SET EXERCISE 1: Say whether each statement agrees with the abstract below, answering yes or no and quoting the deciding words of the abstract exactly. (a) A subgroup is S-quasinormal in G when it is permutable with all Sylow subgroups of G. (b) One author is affiliated with a university in Hangzhou. (c) For B to be SE-supplemented, B∩T must contain B_seG.

PASSAGE:
....
On $S$-quasinormally embedded subgroups of finite groups

Kh. A. Al-Sharoa, Olga Shemetkovab, Xiaolan Yic

a Al al-Bayt University, St. Al-Zohoor 5–3, Mafraq 25113, Jordan
b Russian Economic University named after G. V. Plekhanov, Stremyanny Per., 36, 117997 Moscow, Russia
c Zhejiang Sci-Tech University, Hangzhou 310018, P. R. China

Abstract: Let $G$ be a finite group. A subgroup $A$ is called: 1) $S$-quasinormal in $G$ if $A$ is permutable with all Sylow subgroups in $G$ 2) $S$-quasinormally embedded in $G$ if every Sylow subgroup of $A$ is a Sylow subgroup of some $S$-quasinormal subgroup of $G$. Let $B_{seG}$ be the subgroup generated by all the subgroups of $B$ which are $S$-quasinormally embedded in $G$. A subgroup $B$ is called $SE$-supplemented in $G$ if there exists a subgroup $T$ such that $G=BT$ and $B\cap T\le B_{seG}$. The main result of the paper is the following.
....
DATA EXCERPTS:
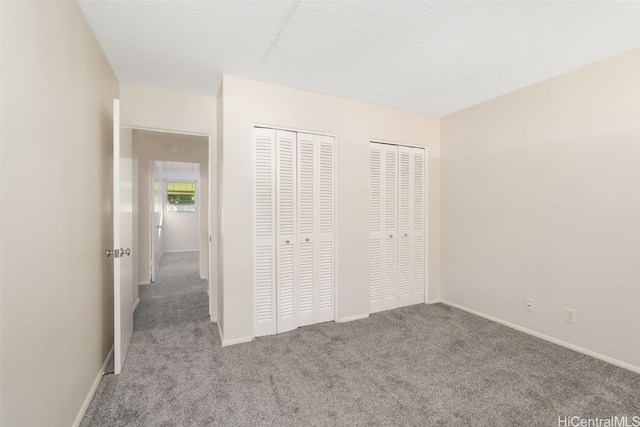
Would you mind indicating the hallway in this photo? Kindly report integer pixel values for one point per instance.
(417, 365)
(171, 351)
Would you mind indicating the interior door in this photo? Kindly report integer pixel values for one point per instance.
(122, 237)
(287, 274)
(383, 221)
(157, 215)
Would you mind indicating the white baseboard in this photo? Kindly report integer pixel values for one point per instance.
(557, 341)
(92, 391)
(352, 318)
(226, 343)
(220, 333)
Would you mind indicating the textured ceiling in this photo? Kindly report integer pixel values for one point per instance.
(432, 57)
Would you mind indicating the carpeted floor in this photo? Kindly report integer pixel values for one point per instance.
(427, 365)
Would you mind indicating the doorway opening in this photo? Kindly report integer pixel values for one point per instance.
(173, 202)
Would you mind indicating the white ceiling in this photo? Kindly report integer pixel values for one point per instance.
(433, 57)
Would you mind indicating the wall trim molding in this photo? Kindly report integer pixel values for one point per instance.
(352, 318)
(551, 339)
(241, 340)
(92, 390)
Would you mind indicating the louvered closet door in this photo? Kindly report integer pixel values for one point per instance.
(315, 270)
(307, 239)
(264, 142)
(383, 249)
(287, 295)
(325, 231)
(405, 231)
(418, 225)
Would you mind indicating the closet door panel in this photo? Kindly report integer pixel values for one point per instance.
(405, 199)
(325, 230)
(307, 223)
(376, 229)
(383, 238)
(418, 224)
(390, 241)
(264, 232)
(287, 295)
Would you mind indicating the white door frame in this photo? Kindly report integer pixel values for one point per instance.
(213, 233)
(426, 207)
(336, 287)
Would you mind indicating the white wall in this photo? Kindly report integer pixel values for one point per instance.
(246, 103)
(182, 229)
(57, 290)
(155, 146)
(541, 199)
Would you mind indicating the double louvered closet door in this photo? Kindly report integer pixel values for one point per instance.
(397, 226)
(293, 230)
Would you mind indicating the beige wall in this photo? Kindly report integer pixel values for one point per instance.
(541, 199)
(57, 291)
(216, 157)
(246, 103)
(156, 109)
(153, 145)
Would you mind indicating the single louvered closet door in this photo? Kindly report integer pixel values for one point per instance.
(325, 229)
(264, 257)
(397, 226)
(405, 235)
(315, 270)
(411, 203)
(287, 277)
(418, 225)
(383, 237)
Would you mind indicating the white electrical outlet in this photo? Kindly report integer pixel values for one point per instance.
(569, 315)
(528, 304)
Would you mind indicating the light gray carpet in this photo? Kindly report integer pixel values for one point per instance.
(427, 365)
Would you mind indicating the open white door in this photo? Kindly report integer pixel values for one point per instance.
(122, 237)
(157, 213)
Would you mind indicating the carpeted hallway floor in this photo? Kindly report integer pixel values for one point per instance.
(427, 365)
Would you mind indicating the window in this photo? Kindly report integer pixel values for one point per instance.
(181, 196)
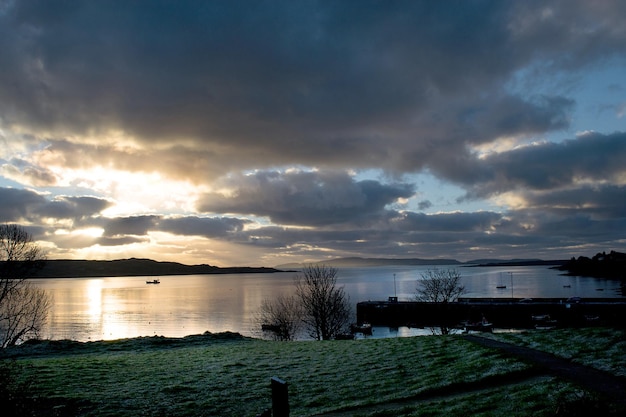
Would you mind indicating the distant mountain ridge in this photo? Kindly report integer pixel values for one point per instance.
(356, 262)
(133, 267)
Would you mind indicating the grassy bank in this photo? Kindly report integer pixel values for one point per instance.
(229, 375)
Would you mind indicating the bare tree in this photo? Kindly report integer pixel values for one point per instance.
(281, 318)
(441, 286)
(326, 306)
(23, 308)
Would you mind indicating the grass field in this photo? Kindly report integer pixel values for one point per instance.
(229, 375)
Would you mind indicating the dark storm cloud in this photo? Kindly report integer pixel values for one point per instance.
(305, 198)
(26, 172)
(551, 166)
(25, 205)
(134, 225)
(368, 83)
(18, 205)
(199, 226)
(76, 208)
(451, 222)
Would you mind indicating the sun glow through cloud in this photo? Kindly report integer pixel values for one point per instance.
(457, 129)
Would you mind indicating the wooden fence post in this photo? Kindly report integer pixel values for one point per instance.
(280, 398)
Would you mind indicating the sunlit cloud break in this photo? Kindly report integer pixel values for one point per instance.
(276, 131)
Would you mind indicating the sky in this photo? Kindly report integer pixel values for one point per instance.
(259, 133)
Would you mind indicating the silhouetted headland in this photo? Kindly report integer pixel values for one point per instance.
(134, 267)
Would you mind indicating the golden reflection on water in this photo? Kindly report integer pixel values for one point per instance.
(112, 308)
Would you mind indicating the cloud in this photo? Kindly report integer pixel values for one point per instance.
(29, 206)
(276, 112)
(275, 83)
(18, 205)
(26, 173)
(592, 157)
(304, 198)
(216, 227)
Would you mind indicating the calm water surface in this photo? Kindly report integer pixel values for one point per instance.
(119, 307)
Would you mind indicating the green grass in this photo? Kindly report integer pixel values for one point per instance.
(601, 348)
(229, 375)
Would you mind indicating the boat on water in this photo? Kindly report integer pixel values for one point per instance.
(364, 328)
(482, 326)
(501, 285)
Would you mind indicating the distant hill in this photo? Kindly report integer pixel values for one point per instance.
(356, 262)
(516, 262)
(602, 265)
(133, 267)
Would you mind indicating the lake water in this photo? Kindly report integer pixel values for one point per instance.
(87, 309)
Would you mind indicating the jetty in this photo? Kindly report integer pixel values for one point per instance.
(500, 312)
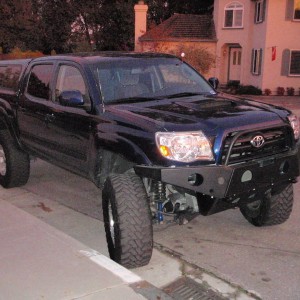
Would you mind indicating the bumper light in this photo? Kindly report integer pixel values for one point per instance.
(294, 121)
(184, 146)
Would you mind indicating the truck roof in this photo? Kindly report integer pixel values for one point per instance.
(107, 55)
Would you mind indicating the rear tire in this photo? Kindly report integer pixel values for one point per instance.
(272, 209)
(127, 220)
(14, 163)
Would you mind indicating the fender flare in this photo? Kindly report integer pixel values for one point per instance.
(8, 121)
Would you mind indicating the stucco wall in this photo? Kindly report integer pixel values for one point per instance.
(283, 33)
(174, 47)
(277, 30)
(231, 36)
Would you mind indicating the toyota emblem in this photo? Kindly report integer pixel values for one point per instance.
(257, 141)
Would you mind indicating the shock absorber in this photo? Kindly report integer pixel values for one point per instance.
(159, 197)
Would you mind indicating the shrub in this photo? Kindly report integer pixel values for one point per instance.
(18, 53)
(248, 90)
(290, 91)
(267, 92)
(280, 91)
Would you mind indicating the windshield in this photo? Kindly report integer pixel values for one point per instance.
(142, 79)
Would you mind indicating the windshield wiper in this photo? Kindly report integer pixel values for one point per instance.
(185, 94)
(131, 99)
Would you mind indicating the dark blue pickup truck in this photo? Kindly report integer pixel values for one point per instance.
(155, 136)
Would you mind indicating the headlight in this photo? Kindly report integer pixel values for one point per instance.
(184, 146)
(294, 121)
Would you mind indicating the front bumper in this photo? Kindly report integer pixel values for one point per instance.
(228, 181)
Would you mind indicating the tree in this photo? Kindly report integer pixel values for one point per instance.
(53, 19)
(16, 22)
(160, 10)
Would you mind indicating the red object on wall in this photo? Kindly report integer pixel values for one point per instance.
(273, 53)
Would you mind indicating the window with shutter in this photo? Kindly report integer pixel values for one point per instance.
(234, 15)
(256, 61)
(297, 10)
(295, 63)
(260, 7)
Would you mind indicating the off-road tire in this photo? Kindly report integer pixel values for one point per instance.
(130, 240)
(16, 161)
(273, 209)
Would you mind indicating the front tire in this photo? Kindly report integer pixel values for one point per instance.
(127, 220)
(14, 163)
(272, 209)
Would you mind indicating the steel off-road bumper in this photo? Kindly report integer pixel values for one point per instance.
(229, 181)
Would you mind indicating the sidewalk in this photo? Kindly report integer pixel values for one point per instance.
(39, 262)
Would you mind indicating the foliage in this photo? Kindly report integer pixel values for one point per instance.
(17, 53)
(280, 91)
(248, 90)
(290, 91)
(160, 10)
(198, 57)
(267, 92)
(76, 25)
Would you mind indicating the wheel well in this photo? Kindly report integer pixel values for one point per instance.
(109, 162)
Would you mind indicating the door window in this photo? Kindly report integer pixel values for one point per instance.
(39, 81)
(70, 79)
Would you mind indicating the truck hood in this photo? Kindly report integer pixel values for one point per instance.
(208, 113)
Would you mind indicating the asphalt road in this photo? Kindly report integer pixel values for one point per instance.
(265, 261)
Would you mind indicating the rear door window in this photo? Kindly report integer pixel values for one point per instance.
(9, 76)
(39, 81)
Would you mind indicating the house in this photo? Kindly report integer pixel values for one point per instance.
(255, 42)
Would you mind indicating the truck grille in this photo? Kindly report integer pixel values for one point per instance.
(238, 148)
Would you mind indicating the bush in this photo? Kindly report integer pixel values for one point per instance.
(280, 91)
(248, 90)
(290, 91)
(267, 92)
(17, 53)
(233, 84)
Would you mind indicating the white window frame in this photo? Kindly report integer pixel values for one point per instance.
(259, 11)
(290, 62)
(235, 7)
(296, 4)
(256, 61)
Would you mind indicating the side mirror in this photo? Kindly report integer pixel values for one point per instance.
(71, 98)
(214, 82)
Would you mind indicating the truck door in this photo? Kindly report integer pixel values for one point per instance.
(56, 132)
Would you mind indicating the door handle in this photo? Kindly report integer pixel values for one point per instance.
(49, 118)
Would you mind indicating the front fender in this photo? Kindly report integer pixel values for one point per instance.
(124, 147)
(8, 120)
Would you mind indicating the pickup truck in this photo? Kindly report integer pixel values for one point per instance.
(159, 141)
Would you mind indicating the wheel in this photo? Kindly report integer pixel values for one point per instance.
....
SET EXERCISE 2: Please write out the records above from the line containing "Would you mind indicating the truck door" through the last line of the records, both included.

FULL SOLUTION 1:
(a) Yes: "$A$ is permutable with all Sylow subgroups in $G$"
(b) Yes: "Zhejiang Sci-Tech University, Hangzhou 310018, P. R. China"
(c) No: "$B\cap T\le B_{seG}$"

FULL SOLUTION 2:
Would you mind indicating the truck door in this photo? Kindly report integer pixel values for one point per instance.
(56, 132)
Would you mind indicating the door handle in this photo? Kindly report integer pixel values for one point per instance.
(49, 118)
Would you mind indicating the front fender in this photo? Kindly report integer pixel values for one point per instance.
(124, 147)
(8, 120)
Would you mind indicating the pickup truck in this photo? Kindly report integer pixel values for one point per instance.
(159, 141)
Would you mind indicating the wheel in this photo? Kindly report integer pixel values for one point per instance.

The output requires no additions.